TEKST DO CZYTANIA |
Zima trwa już tak długo, że wszystko zrobiło się szare. Już tak odmalowała wszystko na szaro, że nawet wnętrzności mi się szare zrobiły. I emocje też mi się szare zrobiły – ogólnie panujący i wielmożnie nam panujący tumiwisizm. Przychodzę do domu, siadam przed telewizorem i ‘pach’ na boczek. Podkulam nogi, naciągam koc – koniec mojej działalności. Organizm każdą komórka domaga się słońca, ciepła, błękitu nieba i zieleni liści. Nawet włosy na głowie zapadły w sen zimowy i przestały rosnąć. I znowu szaro, buro i nijako, i śmierdzi zgnilizną. Skończył mi się zapas swetrów, czapek i rękawiczek, którymi próbowałam kolorować swój świat.

DANE ŹRÓDŁOWE |
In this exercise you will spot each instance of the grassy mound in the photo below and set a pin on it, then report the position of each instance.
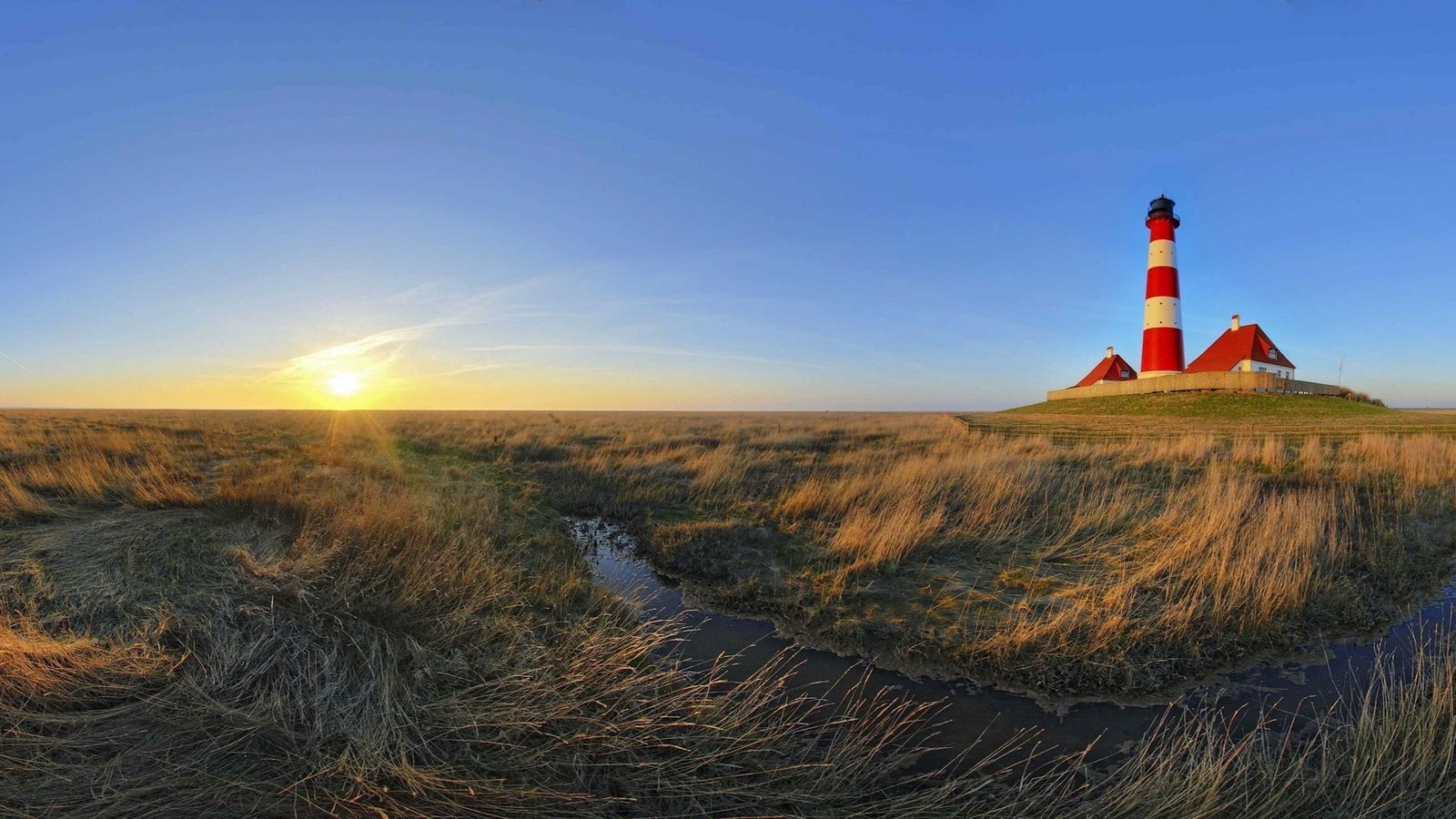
(1220, 405)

POLECENIE | Zredaguj fragment tekstu o zimie, zaczynając od słów "Zima trwa już" i przechodząc dalej aż do słów "kolorować swój świat.". W miejsce "telewizorem" wstaw "komputerem".

GOTOWA ODPOWIEDŹ |
Zima trwa już tak długo, że wszystko zrobiło się szare. Już tak odmalowała wszystko na szaro, że nawet wnętrzności mi się szare zrobiły. I emocje też mi się szare zrobiły – ogólnie panujący i wielmożnie nam panujący tumiwisizm. Przychodzę do domu, siadam przed komputerem i ‘pach’ na boczek. Podkulam nogi, naciągam koc – koniec mojej działalności. Organizm każdą komórka domaga się słońca, ciepła, błękitu nieba i zieleni liści. Nawet włosy na głowie zapadły w sen zimowy i przestały rosnąć. I znowu szaro, buro i nijako, i śmierdzi zgnilizną. Skończył mi się zapas swetrów, czapek i rękawiczek, którymi próbowałam kolorować swój świat.